- What to produce:
What you output should match the data below exactly.

- Provided records:
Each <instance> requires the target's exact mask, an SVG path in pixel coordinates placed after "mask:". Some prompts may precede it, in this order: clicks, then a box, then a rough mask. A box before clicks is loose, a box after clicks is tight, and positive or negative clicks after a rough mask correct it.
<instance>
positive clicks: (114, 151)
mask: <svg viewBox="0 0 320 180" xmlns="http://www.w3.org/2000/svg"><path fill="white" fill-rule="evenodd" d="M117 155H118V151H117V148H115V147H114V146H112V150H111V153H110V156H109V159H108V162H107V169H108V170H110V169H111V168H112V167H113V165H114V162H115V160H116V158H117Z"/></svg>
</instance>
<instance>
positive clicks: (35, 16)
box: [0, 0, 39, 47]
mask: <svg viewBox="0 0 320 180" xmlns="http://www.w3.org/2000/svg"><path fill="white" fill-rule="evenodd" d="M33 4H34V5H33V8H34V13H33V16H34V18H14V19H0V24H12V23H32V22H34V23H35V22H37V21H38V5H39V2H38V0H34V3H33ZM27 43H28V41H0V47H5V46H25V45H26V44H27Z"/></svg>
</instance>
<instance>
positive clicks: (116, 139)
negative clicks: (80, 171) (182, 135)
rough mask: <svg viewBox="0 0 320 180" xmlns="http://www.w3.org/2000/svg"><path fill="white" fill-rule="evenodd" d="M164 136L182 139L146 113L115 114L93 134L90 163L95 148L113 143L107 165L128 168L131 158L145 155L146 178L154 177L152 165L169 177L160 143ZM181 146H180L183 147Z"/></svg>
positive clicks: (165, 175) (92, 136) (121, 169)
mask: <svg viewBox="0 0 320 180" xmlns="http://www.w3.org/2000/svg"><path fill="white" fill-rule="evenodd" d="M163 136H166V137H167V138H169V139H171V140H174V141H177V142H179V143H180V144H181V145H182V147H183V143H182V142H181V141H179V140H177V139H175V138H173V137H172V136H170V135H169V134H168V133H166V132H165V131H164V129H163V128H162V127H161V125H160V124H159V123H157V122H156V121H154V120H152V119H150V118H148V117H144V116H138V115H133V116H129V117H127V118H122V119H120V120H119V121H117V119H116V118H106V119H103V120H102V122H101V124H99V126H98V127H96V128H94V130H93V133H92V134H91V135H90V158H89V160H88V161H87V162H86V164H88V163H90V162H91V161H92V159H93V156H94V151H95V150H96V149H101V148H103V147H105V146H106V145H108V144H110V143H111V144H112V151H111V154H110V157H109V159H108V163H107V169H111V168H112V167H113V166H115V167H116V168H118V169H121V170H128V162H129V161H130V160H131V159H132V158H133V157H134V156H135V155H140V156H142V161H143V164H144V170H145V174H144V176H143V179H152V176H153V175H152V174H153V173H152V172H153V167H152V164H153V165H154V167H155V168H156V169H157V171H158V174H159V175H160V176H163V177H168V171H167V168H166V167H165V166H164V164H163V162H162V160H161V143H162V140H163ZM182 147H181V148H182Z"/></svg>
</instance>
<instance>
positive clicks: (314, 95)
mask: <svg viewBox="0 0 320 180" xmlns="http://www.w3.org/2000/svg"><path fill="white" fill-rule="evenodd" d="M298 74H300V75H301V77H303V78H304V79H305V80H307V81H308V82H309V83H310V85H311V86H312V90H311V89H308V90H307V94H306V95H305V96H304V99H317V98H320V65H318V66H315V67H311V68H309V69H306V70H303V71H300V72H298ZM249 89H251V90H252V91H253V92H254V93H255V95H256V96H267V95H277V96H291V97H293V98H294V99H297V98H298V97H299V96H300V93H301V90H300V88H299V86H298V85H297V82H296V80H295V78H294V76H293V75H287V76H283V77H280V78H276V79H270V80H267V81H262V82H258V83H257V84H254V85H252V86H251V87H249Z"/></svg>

- Response for this exercise:
Each <instance> requires the target's exact mask, an SVG path in pixel coordinates placed after "mask:". Some prompts may precede it, in this order: clicks, then a box, then a rough mask. A box before clicks is loose, a box after clicks is tight, and positive or negative clicks after a rough mask correct it.
<instance>
positive clicks: (114, 151)
mask: <svg viewBox="0 0 320 180" xmlns="http://www.w3.org/2000/svg"><path fill="white" fill-rule="evenodd" d="M117 155H118V151H117V148H115V147H114V146H112V150H111V153H110V156H109V159H108V162H107V169H108V170H110V169H111V168H112V167H113V165H114V162H115V160H116V158H117Z"/></svg>
</instance>
<instance>
positive clicks: (35, 16)
box: [0, 0, 39, 47]
mask: <svg viewBox="0 0 320 180" xmlns="http://www.w3.org/2000/svg"><path fill="white" fill-rule="evenodd" d="M33 4H34V5H33V8H34V13H33V16H34V18H14V19H0V24H12V23H32V22H34V23H35V22H37V21H38V5H39V2H38V0H34V3H33ZM27 43H28V41H0V47H5V46H25V45H26V44H27Z"/></svg>
</instance>
<instance>
positive clicks: (116, 139)
negative clicks: (80, 171) (182, 135)
rough mask: <svg viewBox="0 0 320 180" xmlns="http://www.w3.org/2000/svg"><path fill="white" fill-rule="evenodd" d="M164 136L182 139L146 113L115 114L93 134L90 163L95 148L113 143L107 165L128 168L131 158L145 155L146 178L154 177L152 165L169 177L160 143ZM181 146H180L183 147Z"/></svg>
positive clicks: (165, 175) (92, 136) (121, 169)
mask: <svg viewBox="0 0 320 180" xmlns="http://www.w3.org/2000/svg"><path fill="white" fill-rule="evenodd" d="M163 136H166V137H167V138H169V139H171V140H174V141H177V142H179V143H180V144H181V145H182V147H183V143H182V142H181V141H179V140H177V139H175V138H173V137H172V136H170V135H169V134H168V133H166V132H165V131H164V129H163V128H162V127H161V125H160V124H159V123H157V122H156V121H154V120H152V119H150V118H148V117H144V116H138V115H133V116H129V117H127V118H122V119H120V120H119V121H117V119H116V118H106V119H103V120H102V122H101V124H99V126H98V127H96V128H94V130H93V133H92V134H91V135H90V158H89V160H88V161H87V162H86V164H88V163H90V162H91V161H92V159H93V156H94V151H95V150H96V149H101V148H103V147H105V146H106V145H108V144H110V143H111V144H112V151H111V154H110V157H109V159H108V163H107V169H111V168H112V167H113V166H115V167H116V168H118V169H121V170H128V162H129V161H130V160H131V159H132V158H133V157H134V156H135V155H140V156H142V161H143V164H144V170H145V174H144V176H143V179H152V176H153V175H152V174H153V173H152V172H153V167H152V164H153V165H154V167H155V168H156V169H157V171H158V174H159V175H160V176H163V177H168V171H167V168H166V167H165V166H164V164H163V162H162V160H161V143H162V140H163ZM182 147H181V148H182Z"/></svg>
</instance>
<instance>
positive clicks: (314, 95)
mask: <svg viewBox="0 0 320 180" xmlns="http://www.w3.org/2000/svg"><path fill="white" fill-rule="evenodd" d="M298 74H300V75H301V77H303V78H304V79H305V80H307V81H308V82H309V83H310V85H311V86H312V90H311V89H308V90H307V94H306V95H305V96H304V99H317V98H320V65H318V66H315V67H311V68H309V69H306V70H303V71H300V72H298ZM249 89H251V90H252V91H253V92H254V93H255V95H256V96H267V95H277V96H291V97H293V98H294V99H297V98H298V97H299V96H300V93H301V90H300V88H299V86H298V85H297V82H296V80H295V78H294V76H293V75H287V76H283V77H280V78H276V79H270V80H267V81H262V82H258V83H257V84H254V85H252V86H251V87H249Z"/></svg>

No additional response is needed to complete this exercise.